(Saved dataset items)
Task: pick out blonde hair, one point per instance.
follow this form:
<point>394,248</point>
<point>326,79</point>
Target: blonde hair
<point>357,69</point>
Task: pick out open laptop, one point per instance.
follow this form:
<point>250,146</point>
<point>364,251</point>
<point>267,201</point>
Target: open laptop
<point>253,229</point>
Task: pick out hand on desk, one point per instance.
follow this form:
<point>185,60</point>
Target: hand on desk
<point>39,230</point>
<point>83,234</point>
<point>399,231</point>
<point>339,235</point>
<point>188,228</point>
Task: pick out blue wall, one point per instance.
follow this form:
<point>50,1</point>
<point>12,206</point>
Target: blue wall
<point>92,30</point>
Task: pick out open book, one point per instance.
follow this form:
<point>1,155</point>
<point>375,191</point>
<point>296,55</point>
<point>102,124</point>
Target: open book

* **Exercise prompt**: Recast every one of the rows above as a JSON list of strings, with one string for each line and blank lines left out.

* **Task solution**:
[
  "Task: pick out blonde hair, one point per instance.",
  "follow this form:",
  "<point>394,248</point>",
  "<point>326,79</point>",
  "Target: blonde hair",
  "<point>357,69</point>",
  "Task: pick out open laptop, one point per instance.",
  "follow this form:",
  "<point>250,146</point>",
  "<point>364,251</point>",
  "<point>267,201</point>",
  "Target: open laptop",
  "<point>253,229</point>",
  "Task: pick out hand on desk, one point per instance.",
  "follow this form:",
  "<point>185,60</point>",
  "Target: hand on desk",
  "<point>39,230</point>",
  "<point>83,234</point>",
  "<point>399,231</point>",
  "<point>339,235</point>",
  "<point>188,228</point>",
  "Task: pick out blue wall, one point per instance.",
  "follow this form:",
  "<point>50,1</point>",
  "<point>12,206</point>",
  "Target: blue wall",
  "<point>92,30</point>",
  "Task: pick out open book, one point per instance.",
  "follow this form:",
  "<point>1,155</point>",
  "<point>375,191</point>",
  "<point>296,55</point>",
  "<point>102,124</point>",
  "Target: open book"
]